§ Records shown:
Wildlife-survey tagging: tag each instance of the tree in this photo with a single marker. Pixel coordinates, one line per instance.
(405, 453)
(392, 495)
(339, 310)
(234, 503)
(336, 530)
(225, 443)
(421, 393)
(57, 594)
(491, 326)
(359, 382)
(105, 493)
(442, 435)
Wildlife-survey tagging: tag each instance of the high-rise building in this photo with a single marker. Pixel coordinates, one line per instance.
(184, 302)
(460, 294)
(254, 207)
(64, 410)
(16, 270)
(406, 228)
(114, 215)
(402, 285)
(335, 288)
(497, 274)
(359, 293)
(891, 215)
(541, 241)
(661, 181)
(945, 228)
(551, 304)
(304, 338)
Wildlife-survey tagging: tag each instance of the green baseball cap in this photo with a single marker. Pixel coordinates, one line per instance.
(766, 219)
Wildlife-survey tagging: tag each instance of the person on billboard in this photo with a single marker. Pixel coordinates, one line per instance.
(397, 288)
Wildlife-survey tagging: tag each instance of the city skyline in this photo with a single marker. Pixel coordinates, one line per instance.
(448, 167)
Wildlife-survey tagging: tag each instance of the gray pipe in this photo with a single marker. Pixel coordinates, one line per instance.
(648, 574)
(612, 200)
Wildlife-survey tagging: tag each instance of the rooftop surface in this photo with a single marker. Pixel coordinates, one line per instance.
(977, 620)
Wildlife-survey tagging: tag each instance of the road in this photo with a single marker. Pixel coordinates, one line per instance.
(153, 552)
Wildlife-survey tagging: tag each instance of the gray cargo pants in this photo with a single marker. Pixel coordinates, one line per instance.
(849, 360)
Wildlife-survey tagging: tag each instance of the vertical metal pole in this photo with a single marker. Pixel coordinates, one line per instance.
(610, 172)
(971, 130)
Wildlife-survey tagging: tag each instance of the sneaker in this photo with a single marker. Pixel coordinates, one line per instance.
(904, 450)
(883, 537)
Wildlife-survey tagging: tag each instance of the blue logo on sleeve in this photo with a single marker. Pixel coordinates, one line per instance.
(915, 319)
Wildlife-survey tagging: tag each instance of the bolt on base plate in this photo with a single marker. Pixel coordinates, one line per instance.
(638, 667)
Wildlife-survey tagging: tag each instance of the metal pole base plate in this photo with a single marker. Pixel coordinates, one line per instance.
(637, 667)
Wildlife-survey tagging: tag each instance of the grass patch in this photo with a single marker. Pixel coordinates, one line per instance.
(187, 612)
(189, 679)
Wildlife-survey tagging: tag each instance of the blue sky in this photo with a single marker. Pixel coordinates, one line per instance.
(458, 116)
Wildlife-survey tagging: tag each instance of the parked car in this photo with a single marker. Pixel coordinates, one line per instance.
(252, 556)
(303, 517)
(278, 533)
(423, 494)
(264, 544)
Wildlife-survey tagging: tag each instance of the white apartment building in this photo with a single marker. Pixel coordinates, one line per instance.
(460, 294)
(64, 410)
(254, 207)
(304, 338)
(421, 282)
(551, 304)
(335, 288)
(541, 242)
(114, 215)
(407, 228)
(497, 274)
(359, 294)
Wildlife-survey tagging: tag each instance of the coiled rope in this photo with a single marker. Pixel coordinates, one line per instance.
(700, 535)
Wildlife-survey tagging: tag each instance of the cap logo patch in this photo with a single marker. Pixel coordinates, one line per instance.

§ About this exercise: Reproduce the listing above word for word.

§ Solved problem:
Wildlife-survey tagging: tag each instance of the tree in this photo with a single marker. Pixel coordinates, one line per instance.
(405, 453)
(392, 495)
(339, 310)
(234, 503)
(336, 530)
(225, 443)
(421, 393)
(57, 594)
(491, 326)
(359, 382)
(105, 493)
(442, 435)
Wildlife-survey tagging: tag each instance of the high-rise building in this photo with a single marker. Pixel coordinates, one line per instance.
(184, 302)
(460, 294)
(254, 207)
(64, 410)
(16, 270)
(406, 228)
(114, 215)
(402, 285)
(335, 288)
(497, 274)
(359, 293)
(891, 215)
(541, 241)
(661, 181)
(945, 228)
(551, 304)
(304, 338)
Wildlife-survey tagging: tag each instance of the green baseball cap in this photo with a single marker. Pixel coordinates, one line per instance.
(766, 219)
Wildlife-survey tagging: tag each instance of the person on billboard in this photo with a single marker. Pixel coordinates, one line per instance.
(397, 288)
Wildlife-survey tagging: tag each instance of the city skyline in this photo with a single marker. Pixel coordinates, one line per instance.
(448, 167)
Wildlife-survey tagging: tag each instance of the gray pipe in this photo with a single marker. Pixel coordinates, one line per instance.
(648, 574)
(612, 200)
Wildlife-survey tagging: tag each instance of the rooftop surface in this photo with a single marker. Pixel coordinates, one line per instance.
(977, 620)
Wildlife-survey tagging: tag each instance of the road in this photo with a single marker. Pixel coordinates, one line per instance.
(153, 552)
Wildlife-survey tagging: tag each instance of the gray cargo pants in this photo with a single marker. Pixel coordinates, one line per instance.
(849, 360)
Wildlife-survey tagging: tag each instance of the vertical metal pole in this photo with a single marker. Pixel coordinates, one line per instance.
(610, 172)
(971, 130)
Wildlife-survey tagging: tag each instance of the sneaker in this photo with a single marker. Pixel coordinates, one line per instance.
(904, 450)
(883, 537)
Wildlife-survey tagging: tag each instance of the blue logo on sleeve in this photo with a single marker. Pixel coordinates, one line per instance.
(915, 319)
Wildlife-survey tagging: tag each instance of the bolt on base plate in this photo with a single marker. Pixel coordinates, one line per instance.
(638, 667)
Wildlife-survey tagging: tag each instance of the metal pole base plate in this photo with a single marker. Pixel coordinates, one line per instance.
(637, 667)
Wildlife-survey tagging: tag each instance of the grass patch in this photo with a single marker. Pixel coordinates, one line per instance.
(187, 612)
(189, 679)
Wildlife-survey tagging: tag each instance of the blue sky in this photo with a single marker. Pixel coordinates, one line per instance.
(458, 116)
Wildlife-survey tagging: tag each instance of the parked car in this photo with a single marker. Pixel coordinates, one line per instance.
(252, 556)
(303, 517)
(278, 533)
(423, 494)
(264, 544)
Wildlife-survey tagging: tag each instance of the white apartment building in this photo with a single marker. Pixel coordinates, one line per instance.
(460, 294)
(64, 410)
(254, 207)
(304, 338)
(421, 282)
(551, 304)
(335, 288)
(541, 242)
(114, 215)
(407, 228)
(497, 274)
(359, 294)
Wildlife-survey tagging: tag each instance of the coiled rope in this photo with a single marker. Pixel coordinates, one line per instance.
(700, 535)
Wildlife-survey tagging: tag each instance of the cap logo patch in this photo with a single marker. Pixel coordinates, one line per instance.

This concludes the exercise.